* _Exercise instructions_:
Every line from the start of the records through the line with "box: [704, 363, 739, 457]" is to be written out exactly; pictures are not.

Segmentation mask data
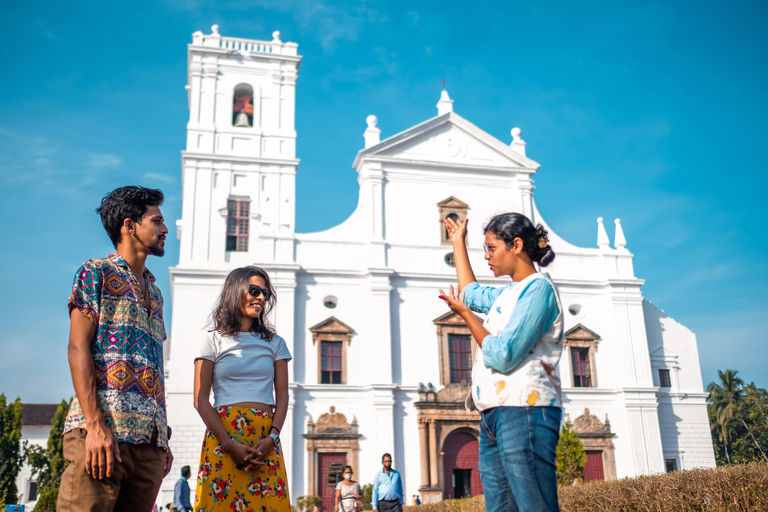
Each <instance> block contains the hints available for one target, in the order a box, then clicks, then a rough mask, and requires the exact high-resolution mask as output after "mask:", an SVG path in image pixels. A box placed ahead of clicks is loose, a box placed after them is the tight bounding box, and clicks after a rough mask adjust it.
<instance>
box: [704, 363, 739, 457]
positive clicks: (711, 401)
mask: <svg viewBox="0 0 768 512" xmlns="http://www.w3.org/2000/svg"><path fill="white" fill-rule="evenodd" d="M738 373H739V372H738V370H736V371H734V370H725V371H724V372H723V371H720V370H718V371H717V375H718V377H719V378H720V382H719V383H715V382H710V383H709V386H707V391H708V392H709V398H708V400H709V402H710V403H711V404H712V406H713V407H714V417H715V421H716V422H717V424H718V425H719V426H720V438H721V439H722V441H723V449H724V450H725V458H726V460H727V461H728V464H731V455H730V453H729V451H728V448H729V447H730V444H731V439H732V434H733V432H732V431H731V428H730V427H731V426H730V423H732V422H731V420H732V419H733V417H734V416H735V415H736V412H737V411H738V410H739V408H740V407H741V402H742V399H743V393H742V391H741V388H742V386H744V381H743V380H741V379H740V378H739V377H737V376H736V375H737V374H738Z"/></svg>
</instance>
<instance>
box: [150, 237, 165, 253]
mask: <svg viewBox="0 0 768 512" xmlns="http://www.w3.org/2000/svg"><path fill="white" fill-rule="evenodd" d="M147 249H149V252H150V253H152V254H153V255H155V256H162V255H164V254H165V247H163V246H162V245H160V241H159V240H158V242H157V243H156V244H152V245H148V246H147Z"/></svg>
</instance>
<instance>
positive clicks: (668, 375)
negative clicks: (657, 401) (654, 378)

* _Your response_:
Each <instance> block contains the hints available for one target, in the order a box, then clicks, then a rough mask, and requires the exact high-resolution mask as output after "mask:", an SVG path in image pixels. A box placed ahead of clicks is loose, a box placed after them is the tight bounding box, and clicks after a rough mask adjust it.
<instance>
box: [704, 363, 739, 457]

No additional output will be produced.